#### Task requirements:
Gather every line in the listing below that contains the string "with", and copy each one.

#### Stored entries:
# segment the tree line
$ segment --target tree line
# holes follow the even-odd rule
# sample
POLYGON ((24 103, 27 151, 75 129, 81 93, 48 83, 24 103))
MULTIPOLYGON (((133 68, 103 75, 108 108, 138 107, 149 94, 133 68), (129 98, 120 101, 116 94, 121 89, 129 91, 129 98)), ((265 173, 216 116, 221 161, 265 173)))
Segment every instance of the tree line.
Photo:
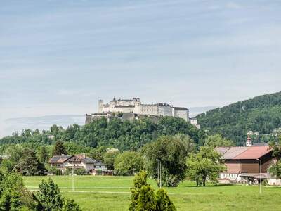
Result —
POLYGON ((134 121, 113 118, 110 122, 102 118, 81 127, 74 124, 66 129, 55 124, 41 132, 26 129, 20 134, 15 132, 1 139, 0 143, 39 146, 53 144, 60 140, 84 147, 105 146, 118 148, 122 151, 136 151, 158 136, 178 133, 189 135, 197 143, 204 136, 203 131, 181 118, 163 117, 157 122, 149 117, 134 121))

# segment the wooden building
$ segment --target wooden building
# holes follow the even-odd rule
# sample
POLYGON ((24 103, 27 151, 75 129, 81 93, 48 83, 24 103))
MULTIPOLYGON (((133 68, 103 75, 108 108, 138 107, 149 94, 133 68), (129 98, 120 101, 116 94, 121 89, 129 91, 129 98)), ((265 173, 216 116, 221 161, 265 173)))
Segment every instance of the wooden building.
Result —
POLYGON ((268 177, 268 170, 273 162, 272 150, 267 146, 245 147, 218 147, 226 166, 220 174, 221 179, 242 181, 268 177))

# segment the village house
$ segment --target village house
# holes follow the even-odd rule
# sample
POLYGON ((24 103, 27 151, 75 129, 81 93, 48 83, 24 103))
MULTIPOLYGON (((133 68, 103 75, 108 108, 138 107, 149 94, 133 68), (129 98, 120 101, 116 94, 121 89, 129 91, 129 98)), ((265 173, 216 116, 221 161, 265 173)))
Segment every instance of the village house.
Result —
POLYGON ((258 183, 267 179, 270 184, 278 184, 279 180, 268 172, 270 165, 276 162, 268 146, 253 146, 248 138, 246 146, 218 147, 226 170, 220 173, 221 181, 258 183))
POLYGON ((88 173, 97 174, 97 172, 110 174, 105 165, 100 160, 93 160, 85 154, 75 155, 55 155, 48 162, 51 167, 59 170, 64 174, 67 169, 84 169, 88 173))

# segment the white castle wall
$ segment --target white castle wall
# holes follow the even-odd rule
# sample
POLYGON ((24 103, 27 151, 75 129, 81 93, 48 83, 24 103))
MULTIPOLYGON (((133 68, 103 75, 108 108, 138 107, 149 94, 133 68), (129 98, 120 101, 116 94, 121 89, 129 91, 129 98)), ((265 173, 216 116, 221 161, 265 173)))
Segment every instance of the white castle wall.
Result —
POLYGON ((98 113, 133 113, 148 116, 173 116, 189 120, 188 110, 185 108, 172 107, 166 103, 142 104, 140 99, 116 100, 104 104, 98 101, 98 113))

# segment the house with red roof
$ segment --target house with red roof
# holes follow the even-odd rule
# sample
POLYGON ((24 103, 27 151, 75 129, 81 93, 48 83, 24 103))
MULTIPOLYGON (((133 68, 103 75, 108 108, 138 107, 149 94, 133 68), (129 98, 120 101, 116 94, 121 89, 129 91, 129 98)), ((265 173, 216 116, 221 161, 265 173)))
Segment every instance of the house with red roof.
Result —
POLYGON ((268 146, 247 146, 216 148, 226 166, 226 171, 220 174, 221 179, 257 182, 261 177, 269 177, 268 168, 274 162, 272 149, 268 146))

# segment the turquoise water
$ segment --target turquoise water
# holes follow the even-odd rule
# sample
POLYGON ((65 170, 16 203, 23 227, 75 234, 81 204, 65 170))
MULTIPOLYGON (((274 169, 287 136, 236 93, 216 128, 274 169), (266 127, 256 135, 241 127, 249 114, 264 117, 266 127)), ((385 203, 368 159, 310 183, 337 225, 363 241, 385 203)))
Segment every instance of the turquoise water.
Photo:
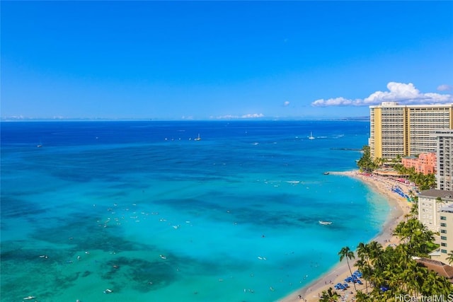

#### Solution:
# segment the house with red roof
$ segment --target house with red roof
Segment every instance of the house with red roof.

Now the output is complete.